Rewrite the lines between the one holding "--target blue t-shirt with print" and the one holding "M 448 178 L", inclusive, changing "print" to "logo" and keeping everything else the same.

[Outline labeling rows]
◆ ◆ ◆ ◆ ◆ ◆ ◆

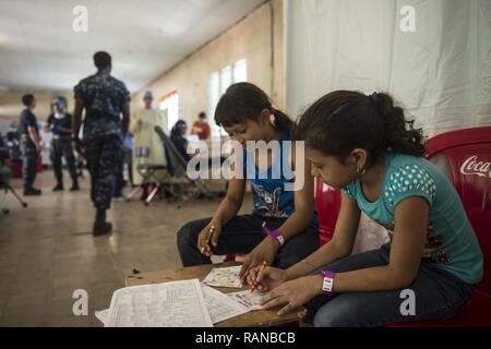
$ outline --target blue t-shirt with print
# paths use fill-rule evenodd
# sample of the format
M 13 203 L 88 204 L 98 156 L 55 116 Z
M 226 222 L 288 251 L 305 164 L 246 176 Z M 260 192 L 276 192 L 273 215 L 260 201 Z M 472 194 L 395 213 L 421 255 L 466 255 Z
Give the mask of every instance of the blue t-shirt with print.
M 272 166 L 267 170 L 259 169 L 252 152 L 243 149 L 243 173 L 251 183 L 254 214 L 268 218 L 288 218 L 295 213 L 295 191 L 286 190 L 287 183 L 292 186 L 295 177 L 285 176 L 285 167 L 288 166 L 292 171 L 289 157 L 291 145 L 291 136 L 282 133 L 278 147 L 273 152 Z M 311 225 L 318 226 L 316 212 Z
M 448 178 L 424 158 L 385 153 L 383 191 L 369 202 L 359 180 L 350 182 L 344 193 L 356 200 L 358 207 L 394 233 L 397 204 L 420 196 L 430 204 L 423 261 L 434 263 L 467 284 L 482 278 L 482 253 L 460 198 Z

◆ ◆ ◆ ◆ ◆ ◆ ◆

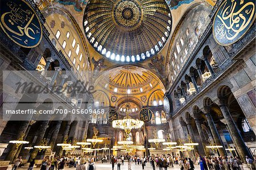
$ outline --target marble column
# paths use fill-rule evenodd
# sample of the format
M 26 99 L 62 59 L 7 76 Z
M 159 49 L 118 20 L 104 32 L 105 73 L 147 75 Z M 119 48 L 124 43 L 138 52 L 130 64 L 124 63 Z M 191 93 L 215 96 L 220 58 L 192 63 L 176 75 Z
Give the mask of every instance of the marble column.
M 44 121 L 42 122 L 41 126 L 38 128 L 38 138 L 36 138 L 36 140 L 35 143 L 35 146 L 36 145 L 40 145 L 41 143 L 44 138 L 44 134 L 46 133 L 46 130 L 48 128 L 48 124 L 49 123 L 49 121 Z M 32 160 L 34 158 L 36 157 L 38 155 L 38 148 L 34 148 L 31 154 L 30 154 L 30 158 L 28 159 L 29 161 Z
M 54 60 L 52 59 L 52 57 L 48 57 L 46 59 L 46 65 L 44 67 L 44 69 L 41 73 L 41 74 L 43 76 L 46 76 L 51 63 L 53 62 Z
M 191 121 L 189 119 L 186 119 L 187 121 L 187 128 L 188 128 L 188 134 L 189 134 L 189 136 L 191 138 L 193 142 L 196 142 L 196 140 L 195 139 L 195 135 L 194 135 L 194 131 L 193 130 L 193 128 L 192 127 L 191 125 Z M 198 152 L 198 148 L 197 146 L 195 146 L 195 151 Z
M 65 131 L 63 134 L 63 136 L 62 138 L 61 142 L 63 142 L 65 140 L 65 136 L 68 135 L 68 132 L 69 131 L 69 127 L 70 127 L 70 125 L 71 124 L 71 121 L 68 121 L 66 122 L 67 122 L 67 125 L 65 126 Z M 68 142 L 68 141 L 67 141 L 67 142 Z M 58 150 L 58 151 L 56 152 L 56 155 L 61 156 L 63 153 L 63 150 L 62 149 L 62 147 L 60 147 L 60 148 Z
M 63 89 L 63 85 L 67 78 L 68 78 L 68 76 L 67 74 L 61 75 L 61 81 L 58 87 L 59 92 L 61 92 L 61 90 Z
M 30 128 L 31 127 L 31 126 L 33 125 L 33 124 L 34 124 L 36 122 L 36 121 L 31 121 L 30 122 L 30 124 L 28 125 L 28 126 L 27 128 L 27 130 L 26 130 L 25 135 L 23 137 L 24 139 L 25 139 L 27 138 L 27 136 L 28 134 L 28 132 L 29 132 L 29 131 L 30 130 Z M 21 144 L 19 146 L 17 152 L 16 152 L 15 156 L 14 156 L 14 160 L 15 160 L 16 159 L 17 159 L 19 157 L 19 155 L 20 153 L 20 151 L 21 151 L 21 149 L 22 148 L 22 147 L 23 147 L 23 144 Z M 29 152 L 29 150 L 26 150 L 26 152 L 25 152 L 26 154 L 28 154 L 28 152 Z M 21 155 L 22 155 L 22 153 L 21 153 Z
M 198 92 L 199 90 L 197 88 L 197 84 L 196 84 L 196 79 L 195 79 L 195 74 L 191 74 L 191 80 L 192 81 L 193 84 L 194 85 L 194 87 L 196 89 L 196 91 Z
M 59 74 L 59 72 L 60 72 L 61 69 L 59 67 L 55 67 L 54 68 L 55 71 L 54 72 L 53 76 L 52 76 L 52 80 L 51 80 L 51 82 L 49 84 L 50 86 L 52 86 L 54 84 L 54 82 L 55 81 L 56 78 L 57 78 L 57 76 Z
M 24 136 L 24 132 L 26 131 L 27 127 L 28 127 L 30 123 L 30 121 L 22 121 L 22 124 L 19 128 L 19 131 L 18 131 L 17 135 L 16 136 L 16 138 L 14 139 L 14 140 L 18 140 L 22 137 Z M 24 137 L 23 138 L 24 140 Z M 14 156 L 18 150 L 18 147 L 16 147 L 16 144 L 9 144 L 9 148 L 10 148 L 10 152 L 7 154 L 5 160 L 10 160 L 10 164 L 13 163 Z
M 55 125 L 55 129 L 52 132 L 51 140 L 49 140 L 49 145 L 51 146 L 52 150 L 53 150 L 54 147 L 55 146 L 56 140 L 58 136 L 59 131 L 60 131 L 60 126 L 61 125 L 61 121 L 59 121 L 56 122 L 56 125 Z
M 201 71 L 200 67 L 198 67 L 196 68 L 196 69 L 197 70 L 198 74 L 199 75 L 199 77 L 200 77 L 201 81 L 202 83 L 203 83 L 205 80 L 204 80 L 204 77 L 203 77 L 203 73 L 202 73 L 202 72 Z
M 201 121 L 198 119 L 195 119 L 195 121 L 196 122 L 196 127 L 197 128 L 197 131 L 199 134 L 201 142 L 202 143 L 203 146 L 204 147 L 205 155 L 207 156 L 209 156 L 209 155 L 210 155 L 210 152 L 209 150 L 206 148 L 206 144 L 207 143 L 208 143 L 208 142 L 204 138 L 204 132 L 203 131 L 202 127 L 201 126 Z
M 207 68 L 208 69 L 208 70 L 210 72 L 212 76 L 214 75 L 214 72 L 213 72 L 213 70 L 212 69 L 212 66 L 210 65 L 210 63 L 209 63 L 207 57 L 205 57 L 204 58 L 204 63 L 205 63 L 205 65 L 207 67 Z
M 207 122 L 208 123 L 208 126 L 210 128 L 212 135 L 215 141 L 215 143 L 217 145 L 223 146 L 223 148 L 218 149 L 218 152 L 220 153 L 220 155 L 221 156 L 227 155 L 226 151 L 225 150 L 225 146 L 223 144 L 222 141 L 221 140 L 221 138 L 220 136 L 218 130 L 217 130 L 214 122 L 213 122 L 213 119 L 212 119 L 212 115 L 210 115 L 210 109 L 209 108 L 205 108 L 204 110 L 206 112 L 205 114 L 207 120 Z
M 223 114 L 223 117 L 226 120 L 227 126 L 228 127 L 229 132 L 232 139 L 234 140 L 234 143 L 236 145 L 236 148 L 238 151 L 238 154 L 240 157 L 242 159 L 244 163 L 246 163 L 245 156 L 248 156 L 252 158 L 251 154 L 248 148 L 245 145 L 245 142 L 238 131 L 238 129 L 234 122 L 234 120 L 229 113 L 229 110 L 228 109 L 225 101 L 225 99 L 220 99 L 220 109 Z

◆ ◆ ◆ ◆ ◆ ◆ ◆

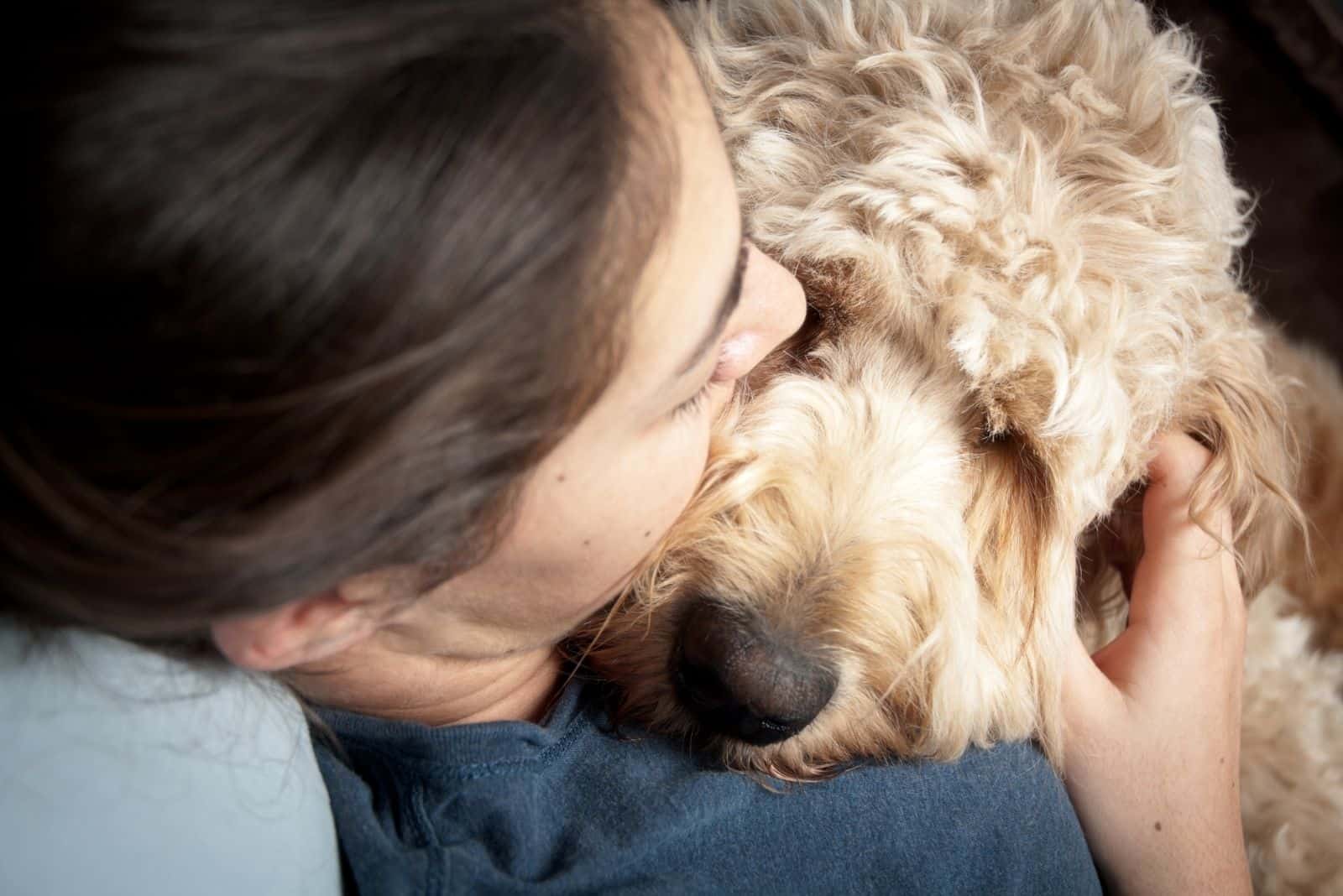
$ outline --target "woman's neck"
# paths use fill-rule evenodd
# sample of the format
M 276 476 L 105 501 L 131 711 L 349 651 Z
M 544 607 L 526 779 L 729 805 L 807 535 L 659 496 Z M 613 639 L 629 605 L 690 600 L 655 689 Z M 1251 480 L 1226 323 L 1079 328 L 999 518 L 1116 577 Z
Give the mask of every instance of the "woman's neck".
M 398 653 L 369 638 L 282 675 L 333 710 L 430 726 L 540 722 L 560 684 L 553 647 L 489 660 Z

◆ ◆ ◆ ◆ ◆ ◆ ◆

COMPLETED EXERCISE:
$ outline --target blue t-shirt with logo
# paths use fill-rule evenodd
# sample of the format
M 13 203 L 88 204 L 98 156 L 55 116 Z
M 226 222 L 288 251 L 305 164 L 246 176 Z M 260 192 L 276 192 L 273 215 L 260 201 Z M 472 194 L 395 213 L 421 255 L 466 255 Z
Give the mask of every instance of the blue t-shirt with logo.
M 272 166 L 267 170 L 259 169 L 252 152 L 243 149 L 243 173 L 251 183 L 254 214 L 268 218 L 288 218 L 295 213 L 295 191 L 286 190 L 287 183 L 292 186 L 295 177 L 285 176 L 285 167 L 288 166 L 292 171 L 289 157 L 291 145 L 291 136 L 282 133 L 278 147 L 273 152 Z M 311 225 L 318 226 L 316 212 Z
M 448 178 L 424 158 L 385 153 L 383 191 L 369 202 L 359 180 L 350 182 L 344 193 L 356 200 L 358 207 L 394 233 L 397 204 L 420 196 L 430 204 L 423 261 L 434 263 L 467 284 L 482 278 L 482 253 L 460 198 Z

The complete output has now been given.